SELECTED TEXT =>

# # #

Caustic soda demand to fall on more aluminium cuts – US Alcoa
Ken Fountain
11-Jan-2012
HOUSTON
(ICIS)–Global demand for caustic soda will drop because
customers will likely cut alumina and aluminium production in
the coming weeks, executives at US-based metal producer
Alcoa said on Wednesday.
The Alcoa executives are in Houston this week to ask caustic soda producers to give them some relief from rising prices.
Alcoa estimates that around 85kg of caustic soda is used in the production of each 1 tonne of alumina, from which aluminium is made.
As little as $10-20/tonne is the difference between profitability and making a loss at some smelters, one of the executives said. He declined to make an exact estimate of caustic soda’s share of production costs, but said it was in double digits as a percentage.
The US caustic soda contract price for November settled at $445-470 dry short ton (€347-366/DST), level with October but up 128% from the start of 2011.
Capacity shutdowns in the global alumina industry erased around 260,000 tonnes of caustic soda demand in the second half of 2011, according to Alcoa.
“We have an industry that is broken,” Mark Chrisman, the company’s global director for strategic raw materials, said to ICIS.
On Monday, Alcoa announced a loss from continuing operations of $193m in the fourth quarter, caused by charges associated with the scaling back and closing high-cost production, lower aluminium prices and continued market weakness.
That compounded a loss of $172m in the third quarter and compared with a profit of $258m in the fourth quarter of 2010.
As well higher costs, aluminium profits have been slashed by falling prices for the metal. On the London Metal Exchange, the cash price for aluminium this week was around $2,137/tonne, down 22% from a peak of around $2,750 in the first half of 2011.
There is also a “staggering” global overhang of 9m tonnes of aluminium supply, approaching 20% of annual demand of around 50m tonnes, Chrisman said.

# # #

DATA ROWS =>
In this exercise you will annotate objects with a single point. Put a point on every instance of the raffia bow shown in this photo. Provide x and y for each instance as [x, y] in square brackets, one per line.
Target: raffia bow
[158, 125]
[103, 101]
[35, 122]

# # #

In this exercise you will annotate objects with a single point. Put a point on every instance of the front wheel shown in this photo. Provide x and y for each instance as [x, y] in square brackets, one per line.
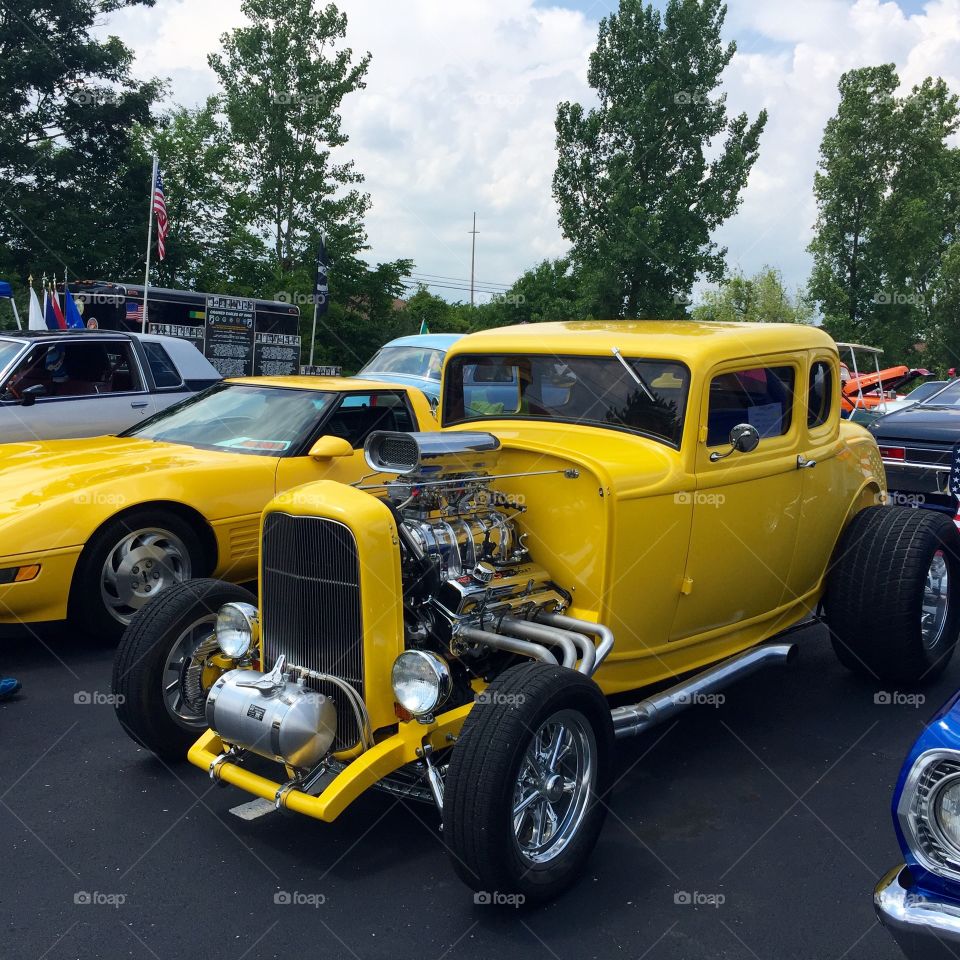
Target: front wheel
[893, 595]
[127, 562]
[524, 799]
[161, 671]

# # #

CHALLENGE 1 => From the caustic soda article above, output the passage between "Alcoa estimates that" and "start of 2011.", inclusive.
CHALLENGE 2 => List every quarterly financial result for Alcoa that the caustic soda article reports, with its amount and quarter.

FINAL RESULT 1 =>
Alcoa estimates that around 85kg of caustic soda is used in the production of each 1 tonne of alumina, from which aluminium is made.
As little as $10-20/tonne is the difference between profitability and making a loss at some smelters, one of the executives said. He declined to make an exact estimate of caustic soda’s share of production costs, but said it was in double digits as a percentage.
The US caustic soda contract price for November settled at $445-470 dry short ton (€347-366/DST), level with October but up 128% from the start of 2011.

FINAL RESULT 2 =>
- A loss from continuing operations of $193m in the fourth quarter
- A loss of $172m in the third quarter
- A profit of $258m in the fourth quarter of 2010